Going higher up in the animal series eggs, which are analogous to the seeds of plants, present a remarkable example of retarded life. One of the most interesting features about them is the independence of their vitality, which persists even when the individual that has produced them, and within whose organism they are still contained, has ceased to live. This fact has been recognized in pisciculture, where artificial fecundation has been successful with eggs taken from dead fish.

The persistence of life in frogs is very long. Spallanzani preserved some frogs in a mass of snow for two years. They became dry, stiff, and almost friable, but a gradual heat brought them back to life. Vulpian observed a return of life in frogs and salamanders that had been poisoned with curare and nicotine. In both cases the animals in question had been for several days in the condition of cadavers. Toads have been shut up in blocks of plaster, and then, having been deprived of all air except what may penetrate through the material, and of all sources of food, resuscitated several years afterward. This question presents one of the most curious problems that biological science has been called on to explain. The longevity and vital resistance of toads are surprising. Besides the experiments we have cited, Nature sometimes presents some already made, and vastly more astonishing. Toads are said to have been found in rocks. Such cases are rare, but it would be as unreasonable to doubt them as to believe in some of the miraculous explanations that have been made of the matter. The phenomenon is marvelous, it is true, but it is supported by evidence that we are not able to contest; and skepticism, which is incompatible with science, will have to disappear if rigorous observation shall confirm it. The toad was observed, in one case, in the stone itself, and before, recovering from its long lethargy, it had made any motion. One of these toads was presented to an academy, with the stone which had served it as a coffin or habitation, and it was ascertained that the cavity seemed to correspond exactly with the dimensions and form of the animal. It is remarkable that these toad-stones are very hard and not at all porous, and show no signs of fissure. The mind, completely baffled in the presence of the fact, is equally embarrassed to explain how the toad could live in its singular prison and how it became shut up there. The strangest ideas have been expressed on this point. The ridiculous hypothesis has even been proposed of an imperceptible toad-germ that was developed in the interior of the stone. The fact of the survival of the toad, despite the impenetrability of the stone, becomes less doubtful when we recollect the similar experiments on animals inclosed in plaster, which we have mentioned above. But the problem of the toad's introduction into the stone still remains unsolved.

* Data extract:
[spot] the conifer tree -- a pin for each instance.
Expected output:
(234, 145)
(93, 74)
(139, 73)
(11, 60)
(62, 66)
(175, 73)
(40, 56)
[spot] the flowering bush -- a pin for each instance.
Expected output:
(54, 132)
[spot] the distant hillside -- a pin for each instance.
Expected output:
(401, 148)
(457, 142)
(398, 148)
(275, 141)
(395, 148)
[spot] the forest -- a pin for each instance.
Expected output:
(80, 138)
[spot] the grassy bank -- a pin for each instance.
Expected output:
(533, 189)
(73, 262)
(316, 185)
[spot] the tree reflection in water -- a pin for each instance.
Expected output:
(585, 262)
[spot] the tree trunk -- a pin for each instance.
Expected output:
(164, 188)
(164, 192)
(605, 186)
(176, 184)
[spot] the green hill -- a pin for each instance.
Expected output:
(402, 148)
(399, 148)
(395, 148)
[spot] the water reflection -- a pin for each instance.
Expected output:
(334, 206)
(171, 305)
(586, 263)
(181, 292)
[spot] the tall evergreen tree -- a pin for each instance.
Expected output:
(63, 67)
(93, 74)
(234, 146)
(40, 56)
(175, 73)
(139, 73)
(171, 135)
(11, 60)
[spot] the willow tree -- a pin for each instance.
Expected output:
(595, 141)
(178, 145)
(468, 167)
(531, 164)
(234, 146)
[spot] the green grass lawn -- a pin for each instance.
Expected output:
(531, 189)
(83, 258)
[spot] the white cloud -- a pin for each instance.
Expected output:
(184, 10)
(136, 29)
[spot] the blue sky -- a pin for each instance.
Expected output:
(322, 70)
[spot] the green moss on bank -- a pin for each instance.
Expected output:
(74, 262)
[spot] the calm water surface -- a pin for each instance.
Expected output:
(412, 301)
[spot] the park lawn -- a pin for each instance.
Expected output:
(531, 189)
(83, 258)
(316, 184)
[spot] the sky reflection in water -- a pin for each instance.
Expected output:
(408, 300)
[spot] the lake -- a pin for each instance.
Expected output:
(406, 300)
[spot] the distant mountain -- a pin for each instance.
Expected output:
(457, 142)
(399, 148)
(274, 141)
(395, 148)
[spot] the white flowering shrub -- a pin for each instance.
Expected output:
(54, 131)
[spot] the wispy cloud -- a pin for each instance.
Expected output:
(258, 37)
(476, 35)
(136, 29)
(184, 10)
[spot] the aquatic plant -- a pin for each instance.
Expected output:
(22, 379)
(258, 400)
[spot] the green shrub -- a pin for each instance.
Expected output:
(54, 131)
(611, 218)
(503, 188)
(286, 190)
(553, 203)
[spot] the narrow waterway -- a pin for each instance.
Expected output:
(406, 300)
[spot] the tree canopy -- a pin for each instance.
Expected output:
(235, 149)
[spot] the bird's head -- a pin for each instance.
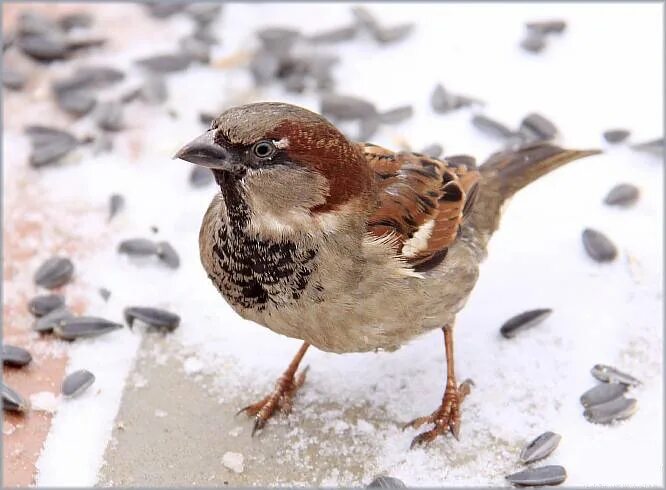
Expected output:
(284, 157)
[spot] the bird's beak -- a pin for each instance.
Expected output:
(205, 152)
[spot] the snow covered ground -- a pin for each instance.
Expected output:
(604, 71)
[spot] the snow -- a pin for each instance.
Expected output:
(601, 73)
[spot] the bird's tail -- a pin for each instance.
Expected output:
(508, 171)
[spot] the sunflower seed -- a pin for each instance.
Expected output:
(45, 304)
(491, 127)
(622, 195)
(547, 27)
(433, 151)
(138, 247)
(201, 176)
(523, 321)
(598, 246)
(334, 35)
(343, 107)
(53, 318)
(54, 272)
(396, 115)
(13, 79)
(609, 374)
(159, 319)
(77, 382)
(15, 356)
(538, 126)
(168, 254)
(618, 409)
(602, 393)
(386, 482)
(544, 475)
(616, 135)
(540, 448)
(166, 63)
(83, 327)
(12, 401)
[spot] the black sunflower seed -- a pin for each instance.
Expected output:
(622, 195)
(523, 321)
(83, 327)
(44, 304)
(598, 246)
(545, 475)
(602, 393)
(12, 401)
(76, 383)
(155, 317)
(54, 272)
(15, 356)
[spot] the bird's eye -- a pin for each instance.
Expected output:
(264, 149)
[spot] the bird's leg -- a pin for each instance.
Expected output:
(447, 416)
(281, 397)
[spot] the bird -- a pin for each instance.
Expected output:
(348, 246)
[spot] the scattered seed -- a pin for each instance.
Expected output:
(538, 126)
(54, 272)
(540, 448)
(166, 63)
(138, 247)
(602, 393)
(396, 115)
(622, 195)
(45, 304)
(609, 374)
(616, 135)
(618, 409)
(434, 151)
(76, 383)
(83, 327)
(168, 255)
(159, 319)
(53, 318)
(386, 482)
(15, 356)
(598, 246)
(544, 475)
(524, 321)
(12, 401)
(491, 127)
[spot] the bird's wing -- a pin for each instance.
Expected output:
(422, 201)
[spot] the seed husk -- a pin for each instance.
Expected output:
(83, 327)
(544, 475)
(44, 304)
(155, 317)
(166, 63)
(524, 321)
(77, 382)
(616, 135)
(15, 356)
(609, 374)
(54, 272)
(53, 318)
(598, 246)
(602, 393)
(386, 482)
(12, 401)
(622, 195)
(167, 254)
(138, 247)
(540, 448)
(605, 413)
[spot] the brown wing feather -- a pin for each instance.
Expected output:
(422, 201)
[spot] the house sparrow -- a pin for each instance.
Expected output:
(348, 246)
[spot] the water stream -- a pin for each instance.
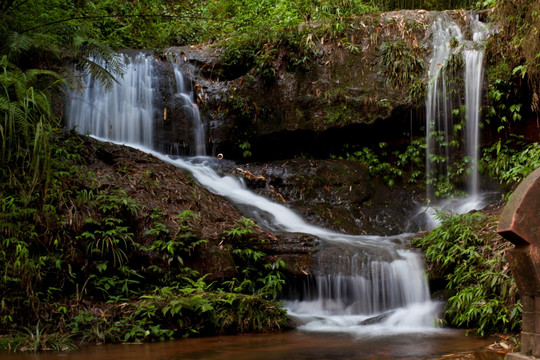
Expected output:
(375, 286)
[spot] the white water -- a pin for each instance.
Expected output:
(474, 75)
(438, 101)
(125, 112)
(447, 41)
(366, 276)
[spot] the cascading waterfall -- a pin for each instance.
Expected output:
(438, 101)
(129, 112)
(192, 111)
(448, 41)
(474, 75)
(123, 113)
(367, 276)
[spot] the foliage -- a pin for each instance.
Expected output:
(403, 67)
(392, 166)
(516, 44)
(482, 294)
(511, 161)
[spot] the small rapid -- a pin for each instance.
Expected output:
(360, 284)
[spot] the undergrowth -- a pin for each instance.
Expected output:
(467, 253)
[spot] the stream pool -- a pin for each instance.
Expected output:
(290, 345)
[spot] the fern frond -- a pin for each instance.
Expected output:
(19, 43)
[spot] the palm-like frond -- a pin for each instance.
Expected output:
(97, 59)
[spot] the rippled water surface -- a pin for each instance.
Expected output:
(290, 345)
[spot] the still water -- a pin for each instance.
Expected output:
(291, 345)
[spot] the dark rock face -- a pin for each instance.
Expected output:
(335, 194)
(340, 96)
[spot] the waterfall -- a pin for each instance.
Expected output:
(192, 111)
(132, 110)
(123, 113)
(439, 103)
(447, 43)
(474, 75)
(357, 278)
(362, 284)
(445, 95)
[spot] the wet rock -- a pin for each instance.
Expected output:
(335, 194)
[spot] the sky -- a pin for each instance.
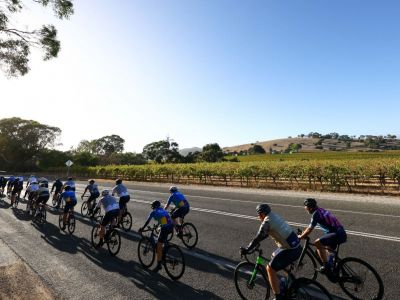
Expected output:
(213, 71)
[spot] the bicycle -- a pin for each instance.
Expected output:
(70, 223)
(186, 232)
(350, 273)
(172, 256)
(251, 281)
(111, 237)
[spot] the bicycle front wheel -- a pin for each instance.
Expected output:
(146, 252)
(307, 289)
(174, 262)
(189, 235)
(113, 242)
(359, 280)
(126, 221)
(84, 209)
(71, 224)
(251, 282)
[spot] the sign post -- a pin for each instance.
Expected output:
(68, 163)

* Work instruction 1: In the passage on retarded life in eggs, frogs, and toads, how long did Spallanzani keep frogs in a mass of snow?
* Work instruction 2: Pick up the passage on retarded life in eggs, frogs, and toads from its last sentence and carry it on.

* Response box 1: Two years.

* Response box 2:
M. Charles Richet had occasion to study this question some months ago, and came to the conclusion that the fact was real, observing that even if, in the actual condition of science, certain phenomena were still inexplicable, we were not warranted in denying their existence, for new discoveries might at any time furnish an explanation of them. "The true may sometimes not be probable." But science takes accounting of the truth, not of the probability.

Hibernating mammalia are capable of putting on all the appearance of death. The marmot, during its lethargic sleep, is cold, the temperature of its body being hardly 1° C. above that without. It respires only three times a minute; and the beatings of the heart, which rise to ninety a minute in the active life of the animal, fall to ten in a minute. Bats, during the cold season, hang like dead bodies. One may take them in his hands, press them, and throw them into the air, without their manifesting any sign of feeling.—Translated for the Popular Science Monthly from La Monde de la Science et de l'Industrie.